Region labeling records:
━━━━

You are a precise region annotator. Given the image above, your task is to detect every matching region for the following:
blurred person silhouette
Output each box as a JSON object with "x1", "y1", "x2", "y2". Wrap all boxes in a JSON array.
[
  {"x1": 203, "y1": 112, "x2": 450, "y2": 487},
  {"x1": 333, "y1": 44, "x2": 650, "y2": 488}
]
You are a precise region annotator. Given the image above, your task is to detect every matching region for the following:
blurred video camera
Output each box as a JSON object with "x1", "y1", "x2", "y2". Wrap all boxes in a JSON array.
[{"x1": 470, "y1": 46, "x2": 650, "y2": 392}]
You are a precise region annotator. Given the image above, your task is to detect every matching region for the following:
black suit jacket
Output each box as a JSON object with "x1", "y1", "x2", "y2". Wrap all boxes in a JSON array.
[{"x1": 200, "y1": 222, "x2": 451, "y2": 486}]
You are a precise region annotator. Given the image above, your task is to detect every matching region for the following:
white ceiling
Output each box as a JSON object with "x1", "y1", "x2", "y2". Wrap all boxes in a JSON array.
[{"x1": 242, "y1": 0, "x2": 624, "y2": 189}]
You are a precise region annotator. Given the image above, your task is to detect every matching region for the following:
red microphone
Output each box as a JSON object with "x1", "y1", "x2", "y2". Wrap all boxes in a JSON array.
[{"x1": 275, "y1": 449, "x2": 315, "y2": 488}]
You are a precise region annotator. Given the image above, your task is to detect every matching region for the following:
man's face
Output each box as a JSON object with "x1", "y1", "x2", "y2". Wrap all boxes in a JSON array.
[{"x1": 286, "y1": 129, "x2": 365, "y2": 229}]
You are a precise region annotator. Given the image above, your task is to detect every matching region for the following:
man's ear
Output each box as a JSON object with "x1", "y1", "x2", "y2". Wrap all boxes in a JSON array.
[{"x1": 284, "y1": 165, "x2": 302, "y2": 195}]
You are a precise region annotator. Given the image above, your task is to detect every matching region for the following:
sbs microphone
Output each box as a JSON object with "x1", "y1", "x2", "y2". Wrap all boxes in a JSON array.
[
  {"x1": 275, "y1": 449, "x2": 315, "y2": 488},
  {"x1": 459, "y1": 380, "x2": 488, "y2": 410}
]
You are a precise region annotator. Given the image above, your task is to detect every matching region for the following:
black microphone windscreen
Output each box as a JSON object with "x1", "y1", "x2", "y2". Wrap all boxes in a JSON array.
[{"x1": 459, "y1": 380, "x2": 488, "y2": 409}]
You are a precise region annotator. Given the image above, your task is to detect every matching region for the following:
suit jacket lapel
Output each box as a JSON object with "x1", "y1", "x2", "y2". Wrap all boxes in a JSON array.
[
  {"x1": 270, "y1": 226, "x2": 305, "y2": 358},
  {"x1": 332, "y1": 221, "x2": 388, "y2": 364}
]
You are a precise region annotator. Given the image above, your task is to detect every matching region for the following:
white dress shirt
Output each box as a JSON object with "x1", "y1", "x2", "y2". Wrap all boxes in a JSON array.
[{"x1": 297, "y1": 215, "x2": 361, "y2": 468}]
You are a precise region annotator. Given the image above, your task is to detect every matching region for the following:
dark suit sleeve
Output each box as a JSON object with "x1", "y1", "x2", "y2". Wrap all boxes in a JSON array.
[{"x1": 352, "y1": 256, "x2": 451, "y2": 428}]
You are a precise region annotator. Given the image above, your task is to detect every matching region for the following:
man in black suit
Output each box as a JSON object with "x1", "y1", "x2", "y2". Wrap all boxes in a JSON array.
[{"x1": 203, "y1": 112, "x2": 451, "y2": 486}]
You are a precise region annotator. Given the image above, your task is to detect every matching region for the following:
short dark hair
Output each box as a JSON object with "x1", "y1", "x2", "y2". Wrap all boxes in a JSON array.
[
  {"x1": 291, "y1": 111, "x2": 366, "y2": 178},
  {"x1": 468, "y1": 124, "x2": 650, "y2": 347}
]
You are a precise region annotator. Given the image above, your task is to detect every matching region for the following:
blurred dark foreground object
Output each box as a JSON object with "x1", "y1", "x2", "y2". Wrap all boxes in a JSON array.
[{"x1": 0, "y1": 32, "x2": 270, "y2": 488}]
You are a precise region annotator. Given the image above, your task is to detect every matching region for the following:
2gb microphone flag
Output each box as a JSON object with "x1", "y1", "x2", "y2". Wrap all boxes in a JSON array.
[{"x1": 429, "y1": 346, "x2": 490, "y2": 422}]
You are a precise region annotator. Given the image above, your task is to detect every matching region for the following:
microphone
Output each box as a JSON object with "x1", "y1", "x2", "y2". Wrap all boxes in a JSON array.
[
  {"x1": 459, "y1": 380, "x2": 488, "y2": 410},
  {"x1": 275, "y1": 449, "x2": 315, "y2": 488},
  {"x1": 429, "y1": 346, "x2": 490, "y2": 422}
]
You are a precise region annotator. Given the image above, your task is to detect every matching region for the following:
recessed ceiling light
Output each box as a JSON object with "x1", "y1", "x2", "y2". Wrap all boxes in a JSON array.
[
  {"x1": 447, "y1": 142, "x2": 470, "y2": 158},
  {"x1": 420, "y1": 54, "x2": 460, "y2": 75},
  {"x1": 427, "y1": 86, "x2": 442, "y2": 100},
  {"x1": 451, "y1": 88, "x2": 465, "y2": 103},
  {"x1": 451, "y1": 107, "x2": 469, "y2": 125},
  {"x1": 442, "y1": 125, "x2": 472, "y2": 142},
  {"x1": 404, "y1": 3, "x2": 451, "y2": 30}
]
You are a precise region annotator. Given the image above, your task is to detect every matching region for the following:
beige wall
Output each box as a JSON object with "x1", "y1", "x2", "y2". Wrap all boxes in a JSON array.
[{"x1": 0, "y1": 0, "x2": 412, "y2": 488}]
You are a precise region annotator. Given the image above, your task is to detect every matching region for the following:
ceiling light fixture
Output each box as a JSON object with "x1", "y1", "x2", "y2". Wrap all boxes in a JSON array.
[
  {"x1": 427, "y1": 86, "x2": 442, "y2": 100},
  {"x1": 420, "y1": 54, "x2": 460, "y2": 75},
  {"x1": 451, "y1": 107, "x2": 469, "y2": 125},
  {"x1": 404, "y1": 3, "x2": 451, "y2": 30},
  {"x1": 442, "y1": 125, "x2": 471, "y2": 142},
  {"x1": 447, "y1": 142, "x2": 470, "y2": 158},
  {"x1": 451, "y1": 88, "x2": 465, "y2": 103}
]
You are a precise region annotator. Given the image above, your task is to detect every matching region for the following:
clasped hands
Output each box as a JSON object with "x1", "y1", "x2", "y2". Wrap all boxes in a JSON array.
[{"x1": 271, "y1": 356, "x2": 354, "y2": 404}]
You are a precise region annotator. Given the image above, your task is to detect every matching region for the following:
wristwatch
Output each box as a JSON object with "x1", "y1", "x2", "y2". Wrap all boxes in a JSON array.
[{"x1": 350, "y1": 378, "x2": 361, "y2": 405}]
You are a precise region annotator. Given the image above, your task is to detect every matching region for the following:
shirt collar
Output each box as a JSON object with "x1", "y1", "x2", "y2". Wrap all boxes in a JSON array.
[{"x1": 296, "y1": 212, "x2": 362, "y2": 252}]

━━━━

**WORK TO DO:**
Pick out every line in the listing above that contains the word "microphone" and copy each of those lines in full.

**EXERCISE ANSWER:**
red microphone
sbs microphone
black microphone windscreen
2gb microphone flag
microphone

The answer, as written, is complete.